Input for this task ->

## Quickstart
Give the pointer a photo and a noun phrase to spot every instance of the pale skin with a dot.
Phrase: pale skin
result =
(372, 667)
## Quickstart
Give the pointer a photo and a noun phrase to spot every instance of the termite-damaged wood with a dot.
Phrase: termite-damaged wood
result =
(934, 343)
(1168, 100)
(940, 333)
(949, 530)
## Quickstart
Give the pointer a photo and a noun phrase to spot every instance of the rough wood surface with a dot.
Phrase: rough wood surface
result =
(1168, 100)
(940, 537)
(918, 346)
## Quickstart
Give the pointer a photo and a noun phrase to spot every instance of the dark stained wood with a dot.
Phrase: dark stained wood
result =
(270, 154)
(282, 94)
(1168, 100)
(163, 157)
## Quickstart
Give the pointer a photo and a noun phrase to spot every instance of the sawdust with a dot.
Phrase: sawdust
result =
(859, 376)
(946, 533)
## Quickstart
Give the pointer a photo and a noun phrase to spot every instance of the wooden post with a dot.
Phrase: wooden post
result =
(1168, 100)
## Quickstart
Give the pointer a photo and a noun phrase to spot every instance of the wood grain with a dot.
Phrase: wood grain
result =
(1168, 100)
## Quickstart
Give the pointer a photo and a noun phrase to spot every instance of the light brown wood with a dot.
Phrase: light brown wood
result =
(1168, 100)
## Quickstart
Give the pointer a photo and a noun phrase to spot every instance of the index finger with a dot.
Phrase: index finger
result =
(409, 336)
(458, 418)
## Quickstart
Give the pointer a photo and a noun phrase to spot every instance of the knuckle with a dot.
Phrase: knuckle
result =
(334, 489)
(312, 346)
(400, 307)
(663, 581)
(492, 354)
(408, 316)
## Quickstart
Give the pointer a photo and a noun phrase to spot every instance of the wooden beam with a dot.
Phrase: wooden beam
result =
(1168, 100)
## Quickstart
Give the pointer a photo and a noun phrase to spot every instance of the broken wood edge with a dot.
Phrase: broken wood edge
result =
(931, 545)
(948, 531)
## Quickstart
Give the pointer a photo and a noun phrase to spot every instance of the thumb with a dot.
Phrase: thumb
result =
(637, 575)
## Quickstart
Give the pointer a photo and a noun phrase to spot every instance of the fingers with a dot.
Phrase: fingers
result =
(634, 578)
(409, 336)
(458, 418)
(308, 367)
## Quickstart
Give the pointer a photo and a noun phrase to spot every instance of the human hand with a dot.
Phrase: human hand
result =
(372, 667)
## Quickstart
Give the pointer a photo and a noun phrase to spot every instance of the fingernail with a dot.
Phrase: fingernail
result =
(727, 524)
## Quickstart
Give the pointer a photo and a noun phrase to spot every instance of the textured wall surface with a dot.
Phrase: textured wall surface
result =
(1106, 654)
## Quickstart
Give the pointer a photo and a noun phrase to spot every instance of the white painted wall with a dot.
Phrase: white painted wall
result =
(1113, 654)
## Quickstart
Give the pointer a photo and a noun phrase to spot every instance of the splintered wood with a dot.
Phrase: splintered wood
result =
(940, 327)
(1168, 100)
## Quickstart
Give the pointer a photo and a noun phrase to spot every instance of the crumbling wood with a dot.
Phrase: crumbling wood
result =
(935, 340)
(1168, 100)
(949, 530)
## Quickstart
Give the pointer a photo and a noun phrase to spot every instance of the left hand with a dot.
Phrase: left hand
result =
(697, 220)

Your objective -> Up to and including the line that contains "fingers with a dot.", restate each line of the material above word for word, beginning with its first line.

Answer for the task ->
## Quickstart
Give the pointer a photo and a noun phrase to spot every instance of the pale skin with a dot.
Phrase: pale skin
result =
(372, 667)
## Quickstart
Give the pointer a photo and a noun phrase to spot every instance of the termite-damaged wood with a dot.
Phrase: termite-damaged wood
result =
(934, 343)
(1168, 100)
(940, 333)
(949, 530)
## Quickstart
Give the pointer a photo and a noun phrase to spot every instance of the rough wood surface with a dot.
Phrase: rough wood surface
result =
(1168, 100)
(940, 537)
(918, 346)
## Quickstart
Give the pointer a photo and a noun phrase to spot every instance of the dark stained wood with a dot.
Phrase: dark stained wood
result =
(270, 154)
(282, 94)
(1168, 100)
(163, 157)
## Quickstart
Give the pointer a photo and a noun phrase to spot every instance of the sawdust with a dot.
Phrase: sawdust
result =
(859, 376)
(946, 533)
## Quickstart
Give the pointer a photo and a noun phrase to spot every instance of the wooden post with a dot.
Phrase: wooden post
result =
(1168, 100)
## Quickstart
Give the pointer a photo and a noun phrase to spot every instance of the wood grain with a dot.
Phrase: wood grain
result =
(1168, 100)
## Quickstart
Give the pointer a photo and a noun phrase to spot every instance of the light brown wood with a dot.
Phrase: light brown wood
result =
(1168, 100)
## Quickstart
Give the pointer a photo and a noun phrase to spot every instance of the index finger with a dot.
Phrase: index finger
result =
(409, 336)
(458, 418)
## Quickstart
Give the pointer a photo and a noun phrase to spot every instance of the knuckle with a dot.
Phrase: knuckle
result =
(334, 489)
(312, 346)
(400, 307)
(663, 581)
(492, 354)
(408, 316)
## Quickstart
Give the pointer a photo and a noun phrase to spot every instance of the wooden beam with a dot.
Phrase: wooden beam
result =
(1168, 100)
## Quickstart
Give the pointer a photo and a noun phrase to spot every instance of the broken wood edge with a dot.
Phrase: broken wood edge
result =
(931, 545)
(948, 531)
## Quickstart
Give the pointer a photo and a noun phrase to spot every instance of the thumb with a dot.
Phrase: thumb
result =
(637, 575)
## Quickstart
Give the pointer a photo and a noun phrase to spot every instance of the fingers with a dot.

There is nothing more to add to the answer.